BEGIN Page text
Realtime Compute for Apache Flink integrates with Apache Sedona to run distributed, real-time geospatial analysis on streaming data. This tutorial walks through a traffic density analysis scenario—counting vehicles in each area using spatial SQL—and shows how to build it with either Flink SQL or a JAR job.
Limitations
This feature requires Ververica Runtime (VVR) 8.0.11 or later.
Apache Sedona overview
Apache Sedona is a distributed, high-performance computing (HPC) framework for processing large-scale geospatial data. It extends Flink with spatial data types and functions, making point-in-polygon joins and other spatial operations available directly in SQL or the Table API.
Apache Sedona 1.7.2 supports three aggregate functions and over 200 scalar functions. For the full function list, see the Flink API documentation.
Procedure
SQL
This section shows how to build the traffic density job using Flink SQL.
Prerequisites
Before you begin, make sure you have:
-
A Realtime Compute for Apache Flink workspace running VVR 8.0.11 or later
-
Access to the Development Console
Step 1: Download the sedona-flink JAR
Download sedona-flink-shaded_2.12-1.7.2.jar from the Apache Sedona Maven repository.
Alternatively, download the compressed package from the Apache Sedona download page and extract the JAR from the archive.
Step 2: Register the UDF
-
In the Development Console, navigate to Development > ETL and select the UDFs tab.
-
Click the + icon to register a UDF.
END Page text
BEGIN Data records
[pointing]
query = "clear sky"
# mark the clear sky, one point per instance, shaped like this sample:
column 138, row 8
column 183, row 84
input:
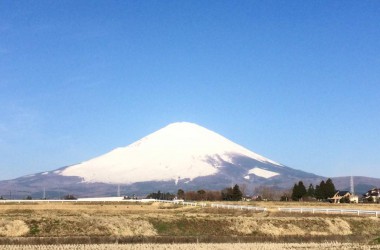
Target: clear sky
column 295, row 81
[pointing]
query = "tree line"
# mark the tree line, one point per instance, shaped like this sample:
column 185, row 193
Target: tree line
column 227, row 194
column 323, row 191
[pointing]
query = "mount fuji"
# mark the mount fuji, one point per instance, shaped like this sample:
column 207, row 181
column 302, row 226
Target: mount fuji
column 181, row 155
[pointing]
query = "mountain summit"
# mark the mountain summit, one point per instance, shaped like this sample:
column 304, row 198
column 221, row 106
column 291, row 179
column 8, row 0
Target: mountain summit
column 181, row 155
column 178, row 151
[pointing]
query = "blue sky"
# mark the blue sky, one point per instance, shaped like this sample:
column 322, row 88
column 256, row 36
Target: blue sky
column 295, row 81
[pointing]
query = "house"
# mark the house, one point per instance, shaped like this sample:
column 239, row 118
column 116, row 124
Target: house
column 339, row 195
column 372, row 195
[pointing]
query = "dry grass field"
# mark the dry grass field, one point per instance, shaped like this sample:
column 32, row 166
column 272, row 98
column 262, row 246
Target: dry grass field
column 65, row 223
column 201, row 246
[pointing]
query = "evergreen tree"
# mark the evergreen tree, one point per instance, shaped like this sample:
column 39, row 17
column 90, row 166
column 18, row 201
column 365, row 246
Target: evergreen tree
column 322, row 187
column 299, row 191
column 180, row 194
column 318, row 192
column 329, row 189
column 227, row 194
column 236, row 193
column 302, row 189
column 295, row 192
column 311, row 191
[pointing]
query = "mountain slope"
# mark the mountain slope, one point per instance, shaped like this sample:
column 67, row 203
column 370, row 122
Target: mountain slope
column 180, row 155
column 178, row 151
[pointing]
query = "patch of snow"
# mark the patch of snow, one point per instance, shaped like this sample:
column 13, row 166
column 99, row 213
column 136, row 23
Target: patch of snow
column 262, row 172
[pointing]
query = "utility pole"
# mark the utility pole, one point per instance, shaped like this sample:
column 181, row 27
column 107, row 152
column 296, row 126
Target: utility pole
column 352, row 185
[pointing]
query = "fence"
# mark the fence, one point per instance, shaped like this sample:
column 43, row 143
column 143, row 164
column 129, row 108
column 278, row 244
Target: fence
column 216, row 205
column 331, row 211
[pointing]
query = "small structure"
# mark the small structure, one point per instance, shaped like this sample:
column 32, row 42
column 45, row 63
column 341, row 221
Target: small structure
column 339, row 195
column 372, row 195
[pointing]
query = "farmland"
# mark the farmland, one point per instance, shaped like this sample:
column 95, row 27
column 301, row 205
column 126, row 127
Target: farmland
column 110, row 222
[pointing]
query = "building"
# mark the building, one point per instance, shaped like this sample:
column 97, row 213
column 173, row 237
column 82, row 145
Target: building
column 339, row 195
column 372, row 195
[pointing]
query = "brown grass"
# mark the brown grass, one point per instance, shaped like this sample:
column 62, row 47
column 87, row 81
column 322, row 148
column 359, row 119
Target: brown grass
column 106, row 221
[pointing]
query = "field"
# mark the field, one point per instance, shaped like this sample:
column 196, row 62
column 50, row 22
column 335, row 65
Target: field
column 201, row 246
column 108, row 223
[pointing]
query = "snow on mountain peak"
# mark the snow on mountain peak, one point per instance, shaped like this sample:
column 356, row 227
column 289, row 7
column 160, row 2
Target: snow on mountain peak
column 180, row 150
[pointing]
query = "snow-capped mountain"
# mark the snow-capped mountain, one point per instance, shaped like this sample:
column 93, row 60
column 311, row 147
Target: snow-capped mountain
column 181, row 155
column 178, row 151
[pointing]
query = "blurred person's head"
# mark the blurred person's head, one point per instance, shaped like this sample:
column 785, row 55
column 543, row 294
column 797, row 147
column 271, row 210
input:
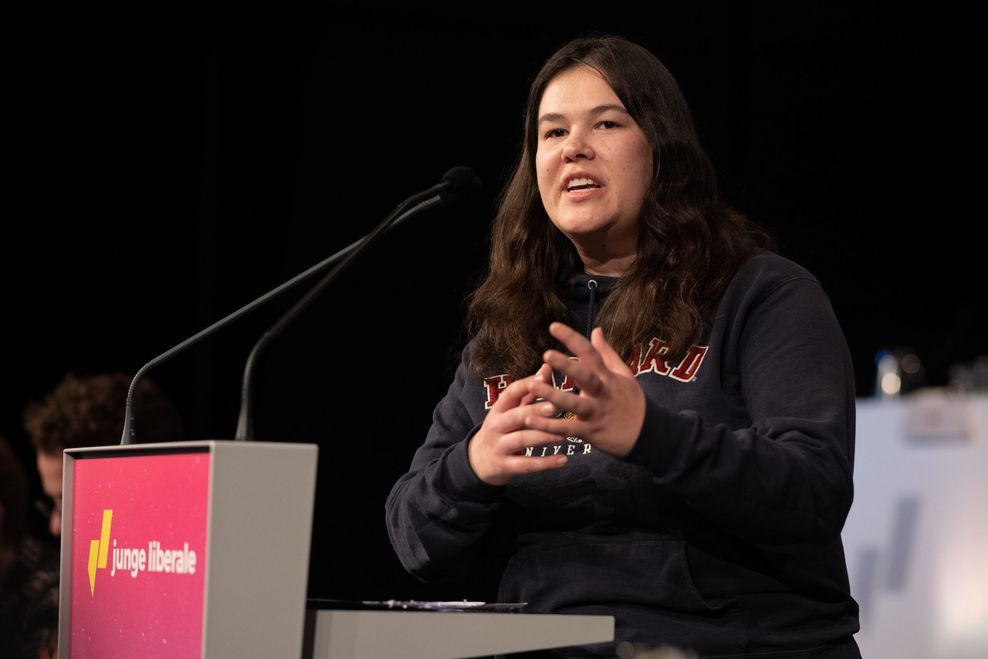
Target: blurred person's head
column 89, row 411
END Data records
**Directives**.
1 > In the Apache Sedona tutorial, restate the paragraph beginning "Apache Sedona is a distributed" as a short bulleted list that keeps its main facts.
2 > Type out the passage of the Apache Sedona tutorial from "Limitations" to "the Table API." with no changes.

**Outputs by task**.
1 >
- Apache Sedona is a distributed, high-performance computing (HPC) framework for processing large-scale geospatial data.
- It adds spatial data types and functions to Flink.
- Point-in-polygon joins and other spatial operations can be used directly in SQL or the Table API.

2 >
Limitations
This feature requires Ververica Runtime (VVR) 8.0.11 or later.
Apache Sedona overview
Apache Sedona is a distributed, high-performance computing (HPC) framework for processing large-scale geospatial data. It extends Flink with spatial data types and functions, making point-in-polygon joins and other spatial operations available directly in SQL or the Table API.